(SET PROBLEM 1): Say whether each statement below agrees with the G0602 spindle bore thread. Answer yes or no, and quote the deciding words from the thread. (a) The current Grizzly listing gives the G0602 spindle bore as 25mm. (b) fitterman1 reports that a 1" shaft will not fit in the spindle of his 0602. (c) According to RJSakowski, 1.057 passes through.
(SET PROBLEM 2): Write the next post in the G0602 spindle bore thread, following its last reply.

# G0602 Spindle Bore Diameter - Again



## jbrown97019 (Feb 28, 2020)

Hi All,

First post here.  I'm looking at purchasing my first lathe (I do have access to an old Clausing 100 mk3a in the farm shop that has some issues with the clutch and would need some attention, but I'm mostly interested at this point in the G0602 or it's buddies in that size range.  My question is this:

Several older posts list the spindle bore diameter of the G0602 as 1" nominal and several folks have measured it a few hundredths over.  The current grizzly listing for this lathe lists the spindle bore as 25mm.  Does anyone know if they've changed the part and it's a legit 25mm and a 1.0" round bar would not fit through, or if it's the same spindle as always and they've changed the nomenclature for some reason.  Thanks in advance!

-Jeff


----------



## fitterman1 (Feb 28, 2020)

Hi jb, my 0602 has a 26mm bore in the spindle, and I can easily fit a 1" shaft in there.


----------



## ddillman (Feb 28, 2020)

I would suggest calling Grizzly tech. support


----------



## RJSakowski (Feb 28, 2020)

1.047 is a pass through, 1.057 isn't.

(DATA SHOWN):
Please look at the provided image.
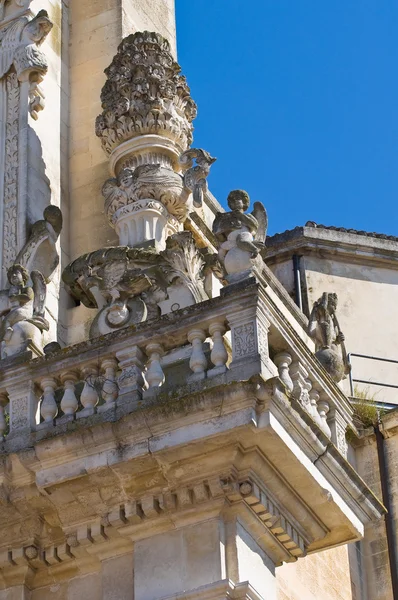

(EXERCISE RESPONSE 1):
(a) Yes: "The current grizzly listing for this lathe lists the spindle bore as 25mm."
(b) No: "I can easily fit a 1" shaft in there."
(c) No: "1.047 is a pass through, 1.057 isn't."

(EXERCISE RESPONSE 2):
----------



## RJSakowski (Feb 28, 2020)

1.054" is a pass through and 1.056" is no pass.


----------



## fitterman1 (Feb 28, 2020)

Thats pretty close to 26.8mm.
I think the keyword was nominal.
Having a bore greater than a standard size barstock would be a given


----------



## jbrown97019 (Mar 1, 2020)

Thanks to all for the answers!


----------



## jbrown97019 (Mar 5, 2020)

jbrown97019 said:


> Thanks to all for the answers!


Once again, thanks for the help.  To close the loop on this, it ended up not mattering, as I found a G0750g with a decent amount of tooling locally for 2700, which is the neighborhood I'd have been in after equipping a g0602 with tooling and maybe variable speed.  I feel pretty good about it.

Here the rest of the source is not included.